Can You Have A Successful Intimate Relationship With A Narcissist?

 

CAN-YOU-HAVE-A-SUCCESSFUL-INTIMATE-RELATIONSHIP-WITH-A-NARCISSIST

Surely you can, yes? Just heap on the compliments. Or maybe be completely compliant? Or maybe you need to follow a lot of the awful ‘advice’ out there about how you can control/manipulate/co-exist with the narcissist. Or you could get weaponised and listen to this instead.

Listen to the insight here

27 thoughts on “Can You Have A Successful Intimate Relationship With A Narcissist?

  1. Love says:

    Have you ever had that one person that was always in your life? Aside from all the relationships, flings, affairs… was there a person through it all? The constant in your equation. The one that saw you for what you are yet decided to be there regardless. They declared a truce with you. An actual friendship.

    1. HG Tudor says:

      Indeed I have.

      1. Love says:

        And no longer? Why did you let them go? Sounds like the most successful relationship with a narcissist.

        1. HG Tudor says:

          Who said I let them go?

          1. Love says:

            I interpreted your response “Indeed I have” as being past tense. Versus “I do” meaning you currently still have this person in your life.

          2. HG Tudor says:

            Then your interpretation was incorrect, Love.

          3. Love says:

            Different strokes for different folks.

          4. HG Tudor says:

            Still wrong though.

      2. StrongerWendy says:

        “…Have you ever had that one person that was always in your life? Aside from all the relationships, flings, affairs… was there a person through it all? The constant in your equation. The one that saw you for what you are yet decided to be there regardless. They declared a truce with you. An actual friendship.

        Indeed I have…”

        Is it someone you’ve known since you were a child?

        1. HG Tudor says:

          Yes.

  2. Dr. Wendy Rhoades (Dr. HQ) says:

    Last year when I left my psychopathic boyfriend he was very much alone. His friendships and relationships are shallow and parasitic. I actually felt really bad for him; however I remembered he would not feel that way for me if the roles were reversed and he would let suffer. I was filled with rage but has moments of sadness for him because I pitied him. It didn’t change the fact I had to take care of myself and being with him in any capacity didn’t benefit me in any way – it only hurt me.

**Problems and tasks**
[1] According to the narcissist relationship page, how many thoughts were posted on the article?
[2] Print the narcissist relationship page starting with "2. Dr. Wendy" and going on through "only hurt me.".
The records aren't needed for this.

**Entries shown**
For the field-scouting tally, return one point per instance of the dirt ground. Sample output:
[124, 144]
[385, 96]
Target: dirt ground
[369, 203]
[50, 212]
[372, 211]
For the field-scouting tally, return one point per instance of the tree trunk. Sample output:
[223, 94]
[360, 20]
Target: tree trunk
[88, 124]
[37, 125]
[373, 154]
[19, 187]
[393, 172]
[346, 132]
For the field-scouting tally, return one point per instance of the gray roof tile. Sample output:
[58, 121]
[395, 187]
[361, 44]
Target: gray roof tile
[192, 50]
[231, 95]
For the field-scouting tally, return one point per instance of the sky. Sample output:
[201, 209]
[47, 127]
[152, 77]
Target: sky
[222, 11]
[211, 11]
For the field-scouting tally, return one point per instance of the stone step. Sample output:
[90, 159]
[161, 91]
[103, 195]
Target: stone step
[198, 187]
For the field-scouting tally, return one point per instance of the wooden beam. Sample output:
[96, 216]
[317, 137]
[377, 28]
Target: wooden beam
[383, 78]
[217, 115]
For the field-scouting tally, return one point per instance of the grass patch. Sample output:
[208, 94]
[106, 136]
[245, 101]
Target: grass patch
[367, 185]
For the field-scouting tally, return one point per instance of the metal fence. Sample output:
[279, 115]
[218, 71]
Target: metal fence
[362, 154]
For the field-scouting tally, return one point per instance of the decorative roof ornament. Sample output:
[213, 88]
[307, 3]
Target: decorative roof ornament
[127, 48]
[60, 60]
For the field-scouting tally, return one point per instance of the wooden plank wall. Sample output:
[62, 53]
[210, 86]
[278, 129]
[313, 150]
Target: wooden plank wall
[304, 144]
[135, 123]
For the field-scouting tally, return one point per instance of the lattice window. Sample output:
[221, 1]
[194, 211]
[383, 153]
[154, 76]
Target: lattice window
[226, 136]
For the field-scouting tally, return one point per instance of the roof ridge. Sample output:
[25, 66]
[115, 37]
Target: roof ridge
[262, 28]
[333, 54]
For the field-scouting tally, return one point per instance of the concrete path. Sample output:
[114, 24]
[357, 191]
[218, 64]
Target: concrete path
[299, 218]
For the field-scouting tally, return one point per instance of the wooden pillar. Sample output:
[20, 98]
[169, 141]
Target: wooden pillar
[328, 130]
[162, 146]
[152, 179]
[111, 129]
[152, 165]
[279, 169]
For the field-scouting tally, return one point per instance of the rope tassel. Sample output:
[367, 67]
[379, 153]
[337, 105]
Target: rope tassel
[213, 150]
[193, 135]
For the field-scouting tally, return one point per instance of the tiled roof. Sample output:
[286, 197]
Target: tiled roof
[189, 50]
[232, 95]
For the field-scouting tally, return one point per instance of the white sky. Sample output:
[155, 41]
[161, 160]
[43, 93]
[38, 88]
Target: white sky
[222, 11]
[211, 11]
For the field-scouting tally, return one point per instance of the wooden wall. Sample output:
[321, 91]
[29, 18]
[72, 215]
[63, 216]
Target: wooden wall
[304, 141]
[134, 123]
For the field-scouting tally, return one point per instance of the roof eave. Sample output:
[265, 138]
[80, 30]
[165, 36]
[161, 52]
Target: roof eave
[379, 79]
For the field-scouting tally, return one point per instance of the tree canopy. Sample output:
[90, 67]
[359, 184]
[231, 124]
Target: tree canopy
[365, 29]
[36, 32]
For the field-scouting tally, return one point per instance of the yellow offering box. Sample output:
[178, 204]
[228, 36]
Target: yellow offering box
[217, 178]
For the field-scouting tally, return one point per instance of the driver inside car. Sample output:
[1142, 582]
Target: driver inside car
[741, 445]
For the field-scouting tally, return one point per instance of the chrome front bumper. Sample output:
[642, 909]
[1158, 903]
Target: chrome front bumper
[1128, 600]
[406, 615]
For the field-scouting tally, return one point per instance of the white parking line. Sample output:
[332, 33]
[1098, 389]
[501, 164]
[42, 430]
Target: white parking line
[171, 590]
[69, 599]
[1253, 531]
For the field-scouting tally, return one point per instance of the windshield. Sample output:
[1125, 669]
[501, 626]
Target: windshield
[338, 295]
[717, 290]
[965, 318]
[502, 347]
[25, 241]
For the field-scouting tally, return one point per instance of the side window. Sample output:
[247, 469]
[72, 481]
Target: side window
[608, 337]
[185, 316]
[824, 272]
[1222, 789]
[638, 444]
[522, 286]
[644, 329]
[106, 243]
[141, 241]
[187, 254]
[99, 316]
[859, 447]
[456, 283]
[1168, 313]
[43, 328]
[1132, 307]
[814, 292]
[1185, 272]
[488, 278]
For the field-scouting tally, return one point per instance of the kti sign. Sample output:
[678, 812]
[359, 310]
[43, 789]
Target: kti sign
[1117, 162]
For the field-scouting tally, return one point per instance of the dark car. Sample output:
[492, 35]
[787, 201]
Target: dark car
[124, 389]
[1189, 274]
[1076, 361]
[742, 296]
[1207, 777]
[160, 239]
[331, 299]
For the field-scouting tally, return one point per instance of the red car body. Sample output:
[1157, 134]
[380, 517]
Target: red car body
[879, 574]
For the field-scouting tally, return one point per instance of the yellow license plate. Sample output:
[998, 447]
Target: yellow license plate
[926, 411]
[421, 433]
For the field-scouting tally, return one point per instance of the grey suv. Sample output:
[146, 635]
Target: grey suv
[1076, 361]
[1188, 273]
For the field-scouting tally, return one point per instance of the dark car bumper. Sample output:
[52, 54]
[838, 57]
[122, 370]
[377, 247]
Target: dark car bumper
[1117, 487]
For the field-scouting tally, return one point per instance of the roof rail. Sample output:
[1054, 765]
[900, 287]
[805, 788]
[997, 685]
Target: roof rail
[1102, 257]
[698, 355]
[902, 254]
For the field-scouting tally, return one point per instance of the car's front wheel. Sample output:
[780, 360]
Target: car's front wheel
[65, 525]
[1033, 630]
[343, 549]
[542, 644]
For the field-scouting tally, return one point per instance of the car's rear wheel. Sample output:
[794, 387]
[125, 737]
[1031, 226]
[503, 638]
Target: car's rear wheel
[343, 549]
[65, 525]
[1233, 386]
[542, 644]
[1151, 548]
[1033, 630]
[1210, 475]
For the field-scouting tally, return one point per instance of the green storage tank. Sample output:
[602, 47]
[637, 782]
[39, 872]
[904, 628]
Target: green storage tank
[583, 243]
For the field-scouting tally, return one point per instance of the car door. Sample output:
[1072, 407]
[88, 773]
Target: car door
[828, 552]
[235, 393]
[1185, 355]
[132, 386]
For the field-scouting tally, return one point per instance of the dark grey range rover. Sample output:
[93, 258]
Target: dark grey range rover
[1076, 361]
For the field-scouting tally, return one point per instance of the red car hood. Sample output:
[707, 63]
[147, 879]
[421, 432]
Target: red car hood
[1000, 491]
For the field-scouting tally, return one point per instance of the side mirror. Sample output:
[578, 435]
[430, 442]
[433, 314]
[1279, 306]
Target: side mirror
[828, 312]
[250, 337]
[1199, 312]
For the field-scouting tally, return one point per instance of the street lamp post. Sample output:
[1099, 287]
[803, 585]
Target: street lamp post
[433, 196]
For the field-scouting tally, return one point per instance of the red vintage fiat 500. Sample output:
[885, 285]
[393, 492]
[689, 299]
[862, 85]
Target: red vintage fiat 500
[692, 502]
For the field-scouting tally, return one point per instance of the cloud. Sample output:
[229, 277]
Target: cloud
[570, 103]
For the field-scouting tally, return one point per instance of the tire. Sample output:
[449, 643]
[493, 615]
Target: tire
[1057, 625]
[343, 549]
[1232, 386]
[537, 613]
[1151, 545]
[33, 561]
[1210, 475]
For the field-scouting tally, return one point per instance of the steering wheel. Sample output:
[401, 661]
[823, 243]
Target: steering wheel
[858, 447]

**Solutions in order**
[1] 27

[2]
2. Dr. Wendy Rhoades (Dr. HQ) says:

    Last year when I left my psychopathic boyfriend he was very much alone. His friendships and relationships are shallow and parasitic. I actually felt really bad for him; however I remembered he would not feel that way for me if the roles were reversed and he would let suffer. I was filled with rage but has moments of sadness for him because I pitied him. It didn’t change the fact I had to take care of myself and being with him in any capacity didn’t benefit me in any way – it only hurt me.